Can you copy the listing below line for line, omitting the pictures?
[START OF INPUT]
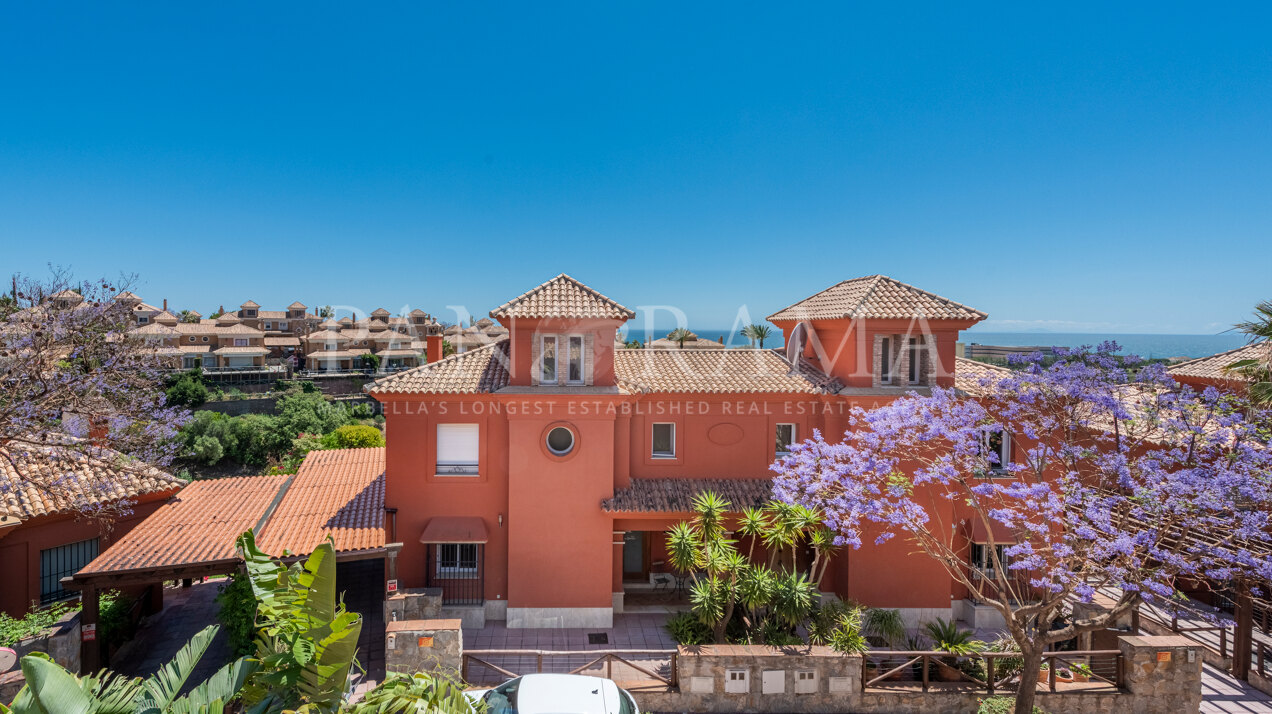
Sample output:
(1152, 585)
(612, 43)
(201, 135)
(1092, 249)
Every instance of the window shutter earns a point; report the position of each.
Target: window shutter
[END OF INPUT]
▸ FINISHED TASK
Sample output:
(1152, 585)
(612, 43)
(201, 135)
(1092, 249)
Every instance of the window shutter earns a point; report the position of each.
Target: window shutter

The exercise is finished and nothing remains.